BEGIN READING TEXT

Memory Scaling on Haswell CPU, IGP and dGPU: DDR3-1333 to DDR3-3000 Tested with G.Skill

Name: Memory Scaling on Haswell CPU, IGP and dGPU: DDR3-1333 to DDR3-3000 Tested with G.Skill
Item: Memory Scaling on Haswell CPU, IGP and dGPU: DDR3-1333 to DDR3-3000 Tested with G.Skill
Author: Dr. Ian Cutress

by Ian Cutress on September 26, 2013 4:00 PM EST

Posted in
Memory
G.Skill
Haswell
DDR3

89 Comments | Add A Comment

89 Comments

One side I like to exploit on CPUs is the ability to compute and whether a variety of mathematical loads can stress the system in a way that real-world usage might not. For these benchmarks we are ones developed for testing MP servers and workstation systems back in early 2013, such as grid solvers and Brownian motion code. Please head over to the first of such reviews where the mathematics and small snippets of code are available.

3D Movement Algorithm Test

The algorithms in 3DPM employ uniform random number generation or normal distribution random number generation, and vary in various amounts of trigonometric operations, conditional statements, generation and rejection, fused operations, etc. The benchmark runs through six algorithms for a specified number of particles and steps, and calculates the speed of each algorithm, then sums them all for a final score. This is an example of a real world situation that a computational scientist may find themselves in, rather than a pure synthetic benchmark. The benchmark is also parallel between particles simulated, and we test the single thread performance as well as the multi-threaded performance. Results are expressed in millions of particles moved per second, and a higher number is better.

END READING TEXT
BEGIN DATA LISTING

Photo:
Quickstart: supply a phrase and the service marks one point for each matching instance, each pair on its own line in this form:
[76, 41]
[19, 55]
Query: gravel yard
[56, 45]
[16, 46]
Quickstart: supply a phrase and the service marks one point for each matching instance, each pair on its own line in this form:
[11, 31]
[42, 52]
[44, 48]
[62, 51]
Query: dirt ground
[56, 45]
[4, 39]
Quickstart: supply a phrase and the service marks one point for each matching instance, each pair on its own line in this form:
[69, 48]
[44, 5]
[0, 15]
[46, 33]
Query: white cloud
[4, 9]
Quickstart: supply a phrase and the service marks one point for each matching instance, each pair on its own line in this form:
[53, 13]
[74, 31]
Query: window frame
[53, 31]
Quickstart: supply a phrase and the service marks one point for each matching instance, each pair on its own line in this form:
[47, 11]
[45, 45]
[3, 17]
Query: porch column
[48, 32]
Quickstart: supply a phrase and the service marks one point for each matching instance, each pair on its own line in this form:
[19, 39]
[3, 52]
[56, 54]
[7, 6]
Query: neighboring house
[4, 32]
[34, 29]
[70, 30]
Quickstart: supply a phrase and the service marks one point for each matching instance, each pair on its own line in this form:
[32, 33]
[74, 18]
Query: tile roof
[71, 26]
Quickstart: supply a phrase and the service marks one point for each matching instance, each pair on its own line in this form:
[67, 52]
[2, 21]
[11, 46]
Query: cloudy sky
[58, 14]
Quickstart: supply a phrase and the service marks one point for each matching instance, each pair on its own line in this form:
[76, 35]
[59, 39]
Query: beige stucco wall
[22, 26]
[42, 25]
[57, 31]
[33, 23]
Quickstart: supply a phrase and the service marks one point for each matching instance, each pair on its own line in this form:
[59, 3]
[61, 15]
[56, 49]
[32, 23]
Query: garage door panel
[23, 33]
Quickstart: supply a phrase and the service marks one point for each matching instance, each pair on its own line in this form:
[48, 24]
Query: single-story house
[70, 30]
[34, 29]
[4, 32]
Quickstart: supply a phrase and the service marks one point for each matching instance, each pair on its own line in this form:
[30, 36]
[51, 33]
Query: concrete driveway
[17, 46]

END DATA LISTING

→ **THINGS TO DO**:
1. Answer these about the Haswell memory scaling article, one line each:
(a) On what date was it posted?
(b) How many algorithms does the 3D Movement Algorithm Test run through?
(c) In what units are that test's results given?
2. Pick up the Haswell memory scaling article right after its last sentence and keep it going.
The entries are a separate set of material, apart from the Haswell memory scaling article.

→ **REPLIES**:
1.
(a) September 26, 2013
(b) Six
(c) Millions of particles moved per second

2.
Single threaded results:

For software that deals with a particle movement at once then discards it, there are very few memory accesses that go beyond the caches into the main DRAM. As a result, we see little differentiation between the memory kits, except perhaps a loose automatic setting with 3000 C12 causing a small decline.

Multi-Threaded:

With all the cores loaded, the caches should be more stressed with data to hold, although in the 3DPM-MT test we see less than a 2% difference in the results and no correlation that would suggest a direction of consistent increase.

N-Body Simulation

When a series of heavy mass elements are in space, they interact with each other through the force of gravity. Thus when a star cluster forms, the interaction of every large mass with every other large mass defines the speed at which these elements approach each other. When dealing with millions and billions of stars on such a large scale, the movement of each of these stars can be simulated through the physical theorems that describe the interactions. The benchmark detects whether the processor is SSE2 or SSE4 capable, and implements the relative code. We run a simulation of 10240 particles of equal mass - the output for this code is in terms of GFLOPs, and the result recorded was the peak GFLOPs value.

Despite co-interaction of many particles, the fact that a simulation of this scale can hold them all in caches between time steps means that memory has no effect on the simulation.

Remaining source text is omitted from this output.